__EXERCISE TASK__
Rewrite the records below with every instance of "keypoint" replaced by "marker" and everything else left unchanged.

__RAW RECORDS__
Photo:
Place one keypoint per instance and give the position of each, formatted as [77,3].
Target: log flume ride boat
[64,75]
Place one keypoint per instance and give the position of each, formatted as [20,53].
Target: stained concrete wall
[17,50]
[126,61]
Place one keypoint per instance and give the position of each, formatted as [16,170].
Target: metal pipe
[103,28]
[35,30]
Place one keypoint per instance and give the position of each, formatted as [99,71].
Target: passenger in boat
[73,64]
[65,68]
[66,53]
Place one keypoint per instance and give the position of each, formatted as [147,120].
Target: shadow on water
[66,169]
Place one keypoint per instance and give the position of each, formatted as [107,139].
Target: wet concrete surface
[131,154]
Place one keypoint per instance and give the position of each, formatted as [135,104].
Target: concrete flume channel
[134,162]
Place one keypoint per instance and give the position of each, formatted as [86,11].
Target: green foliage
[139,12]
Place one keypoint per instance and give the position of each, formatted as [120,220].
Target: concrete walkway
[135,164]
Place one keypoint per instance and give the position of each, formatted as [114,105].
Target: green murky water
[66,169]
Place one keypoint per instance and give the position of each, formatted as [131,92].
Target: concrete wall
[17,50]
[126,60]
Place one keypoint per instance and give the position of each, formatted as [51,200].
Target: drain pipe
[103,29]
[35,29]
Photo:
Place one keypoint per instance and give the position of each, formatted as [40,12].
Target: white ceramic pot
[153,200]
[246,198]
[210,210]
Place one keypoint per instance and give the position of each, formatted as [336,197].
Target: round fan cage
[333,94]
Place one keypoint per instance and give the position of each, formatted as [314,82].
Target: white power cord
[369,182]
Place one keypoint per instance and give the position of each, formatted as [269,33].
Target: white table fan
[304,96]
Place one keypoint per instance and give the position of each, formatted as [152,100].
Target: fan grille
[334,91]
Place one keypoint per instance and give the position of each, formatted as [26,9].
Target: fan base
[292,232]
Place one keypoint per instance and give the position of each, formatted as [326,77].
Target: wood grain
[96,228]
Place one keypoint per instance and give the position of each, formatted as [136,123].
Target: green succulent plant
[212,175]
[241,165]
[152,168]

__ANSWER TO THE EXERCISE__
Photo:
Place one marker per instance and give the position of each, formatted as [77,3].
Target: log flume ride boat
[64,75]
Place one marker per instance and give the position of each, formatted as [20,53].
Target: stained concrete wall
[17,50]
[126,61]
Place one marker per instance and give the position of each, formatted as [16,170].
Target: metal pipe
[103,28]
[35,30]
Place one marker per instance and give the position of each, formatted as [99,71].
Target: passenger in boat
[73,64]
[65,68]
[66,53]
Place one marker per instance and give the position of each, formatted as [147,120].
Target: shadow on water
[66,169]
Place one marker per instance and give the position of each, formatted as [107,139].
Target: wet concrete surface
[131,154]
Place one marker per instance and give the position of each, formatted as [135,104].
Target: concrete flume channel
[134,162]
Place one marker per instance and give the position of each, formatted as [86,11].
Target: green foliage
[139,12]
Place one marker per instance and give the position of each, formatted as [120,220].
Target: concrete walkway
[135,164]
Place one marker per instance and give the position of each, formatted as [114,105].
Target: green murky water
[66,169]
Place one marker per instance and give the position of each, formatted as [131,92].
Target: concrete wall
[17,50]
[126,60]
Place one marker per instance and give the position of each, formatted as [51,200].
Target: drain pipe
[103,29]
[35,29]
Photo:
Place one marker per instance and give the position of each, formatted as [40,12].
Target: white ceramic pot
[153,200]
[246,198]
[210,210]
Place one marker per instance and give the position of each, formatted as [336,197].
Target: round fan cage
[333,94]
Place one marker per instance and give the position of each, formatted as [314,82].
Target: white power cord
[369,182]
Place one marker per instance and give the position of each, formatted as [269,33].
Target: white table fan
[304,96]
Place one marker per instance and give the position of each, formatted as [152,100].
Target: fan grille
[334,91]
Place one marker per instance and give the position of each, formatted as [26,9].
Target: fan base
[292,232]
Place one marker per instance and give the position of each, formatted as [326,77].
Target: wood grain
[96,228]
Place one marker per instance and give the position of each, formatted as [136,123].
Target: green succulent plant
[212,175]
[241,165]
[152,168]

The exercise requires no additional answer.